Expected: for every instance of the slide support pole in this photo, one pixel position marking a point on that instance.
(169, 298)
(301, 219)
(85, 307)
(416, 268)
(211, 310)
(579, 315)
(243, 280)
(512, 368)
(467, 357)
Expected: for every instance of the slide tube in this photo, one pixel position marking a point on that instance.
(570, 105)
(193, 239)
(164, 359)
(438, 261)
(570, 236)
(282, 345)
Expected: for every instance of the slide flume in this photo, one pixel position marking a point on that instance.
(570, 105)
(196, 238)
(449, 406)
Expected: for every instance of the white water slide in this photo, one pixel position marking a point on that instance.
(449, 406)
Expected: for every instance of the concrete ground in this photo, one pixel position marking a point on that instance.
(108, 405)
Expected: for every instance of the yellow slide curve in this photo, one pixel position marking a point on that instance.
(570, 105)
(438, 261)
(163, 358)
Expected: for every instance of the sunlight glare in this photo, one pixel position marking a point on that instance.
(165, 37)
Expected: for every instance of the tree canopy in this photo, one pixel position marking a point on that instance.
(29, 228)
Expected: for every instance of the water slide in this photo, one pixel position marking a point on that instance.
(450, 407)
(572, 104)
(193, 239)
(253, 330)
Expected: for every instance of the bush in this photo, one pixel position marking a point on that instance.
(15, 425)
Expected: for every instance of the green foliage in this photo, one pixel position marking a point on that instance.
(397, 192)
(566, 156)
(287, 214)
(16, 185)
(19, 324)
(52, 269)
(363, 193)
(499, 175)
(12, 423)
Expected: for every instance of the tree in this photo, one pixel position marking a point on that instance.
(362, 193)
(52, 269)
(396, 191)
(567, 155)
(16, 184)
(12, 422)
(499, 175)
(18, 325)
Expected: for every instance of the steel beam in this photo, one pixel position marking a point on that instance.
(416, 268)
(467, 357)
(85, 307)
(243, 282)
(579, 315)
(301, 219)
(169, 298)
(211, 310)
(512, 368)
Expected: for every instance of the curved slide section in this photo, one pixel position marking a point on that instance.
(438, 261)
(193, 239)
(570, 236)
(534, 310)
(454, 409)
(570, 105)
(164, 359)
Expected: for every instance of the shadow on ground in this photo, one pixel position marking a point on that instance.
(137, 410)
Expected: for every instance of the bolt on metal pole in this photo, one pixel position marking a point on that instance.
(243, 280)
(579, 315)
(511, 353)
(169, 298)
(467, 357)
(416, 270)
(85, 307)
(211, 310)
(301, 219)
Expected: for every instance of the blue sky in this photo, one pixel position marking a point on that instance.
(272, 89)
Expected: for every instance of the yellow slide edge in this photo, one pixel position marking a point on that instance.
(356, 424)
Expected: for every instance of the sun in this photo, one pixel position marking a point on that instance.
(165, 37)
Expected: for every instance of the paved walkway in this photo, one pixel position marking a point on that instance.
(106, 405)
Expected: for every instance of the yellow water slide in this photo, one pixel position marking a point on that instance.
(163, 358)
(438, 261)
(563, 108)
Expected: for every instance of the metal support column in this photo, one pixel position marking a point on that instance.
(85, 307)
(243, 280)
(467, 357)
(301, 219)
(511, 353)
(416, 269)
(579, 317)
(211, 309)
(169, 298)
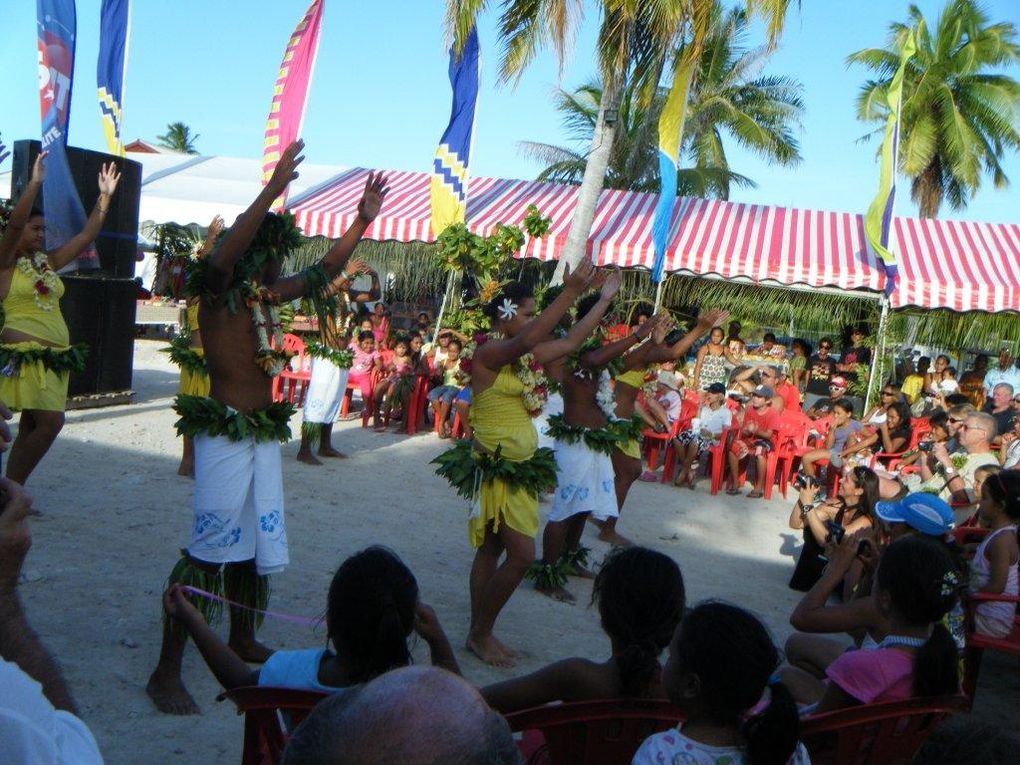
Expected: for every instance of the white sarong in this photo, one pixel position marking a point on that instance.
(239, 504)
(325, 392)
(585, 482)
(554, 405)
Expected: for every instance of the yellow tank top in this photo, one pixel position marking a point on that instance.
(499, 418)
(23, 314)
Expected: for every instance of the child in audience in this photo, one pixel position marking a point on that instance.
(372, 609)
(993, 568)
(641, 599)
(916, 585)
(366, 361)
(450, 378)
(720, 664)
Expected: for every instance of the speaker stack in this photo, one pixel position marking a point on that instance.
(98, 305)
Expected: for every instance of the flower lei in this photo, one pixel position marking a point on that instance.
(526, 369)
(44, 278)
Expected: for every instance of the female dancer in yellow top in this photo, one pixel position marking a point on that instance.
(36, 357)
(505, 392)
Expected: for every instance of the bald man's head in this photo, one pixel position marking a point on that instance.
(409, 716)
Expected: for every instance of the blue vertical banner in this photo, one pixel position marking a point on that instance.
(113, 24)
(56, 21)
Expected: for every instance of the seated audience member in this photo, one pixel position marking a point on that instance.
(1009, 450)
(755, 440)
(38, 715)
(449, 377)
(993, 568)
(410, 716)
(720, 664)
(371, 610)
(837, 392)
(713, 417)
(916, 584)
(852, 511)
(844, 425)
(966, 738)
(641, 600)
(1001, 406)
(913, 384)
(952, 475)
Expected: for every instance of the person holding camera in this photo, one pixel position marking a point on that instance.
(825, 520)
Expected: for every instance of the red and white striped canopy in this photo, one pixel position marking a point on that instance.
(942, 264)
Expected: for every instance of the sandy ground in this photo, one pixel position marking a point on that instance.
(116, 513)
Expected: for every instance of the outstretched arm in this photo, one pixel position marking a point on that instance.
(19, 215)
(240, 236)
(335, 260)
(108, 180)
(495, 355)
(553, 349)
(227, 667)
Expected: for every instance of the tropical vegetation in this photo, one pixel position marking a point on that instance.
(960, 116)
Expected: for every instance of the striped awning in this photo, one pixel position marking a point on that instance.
(944, 264)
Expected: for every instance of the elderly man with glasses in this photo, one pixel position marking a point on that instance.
(952, 474)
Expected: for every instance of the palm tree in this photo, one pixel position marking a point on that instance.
(728, 98)
(635, 41)
(959, 117)
(177, 138)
┄┄┄┄┄┄┄┄┄┄
▶ **JOB**: Copy only the stretch running from the line containing "Expected: for every instance of the outstretched" to the final line of the entries, both ends included, exactly as it stands.

▶ **FINISHED ANSWER**:
Expected: for every instance of the outstretched arm in this photo, one pixel position marking a point on that instance.
(19, 215)
(240, 236)
(335, 260)
(108, 180)
(495, 355)
(553, 349)
(227, 667)
Expected: for every instance of the tropical vegetation in this photo, one pixel position marking a point on that instance.
(960, 116)
Expected: for every instance of the striped awning in this photo, one pixel position marking a point on that instance.
(944, 264)
Expected: for every instance of the elderly man with glasses in this photo, one pixel position marking a point on that instance.
(952, 474)
Expected: for every instance of the palm tree in this photo, one pixel position marking a point on that instance.
(728, 98)
(635, 41)
(959, 117)
(177, 138)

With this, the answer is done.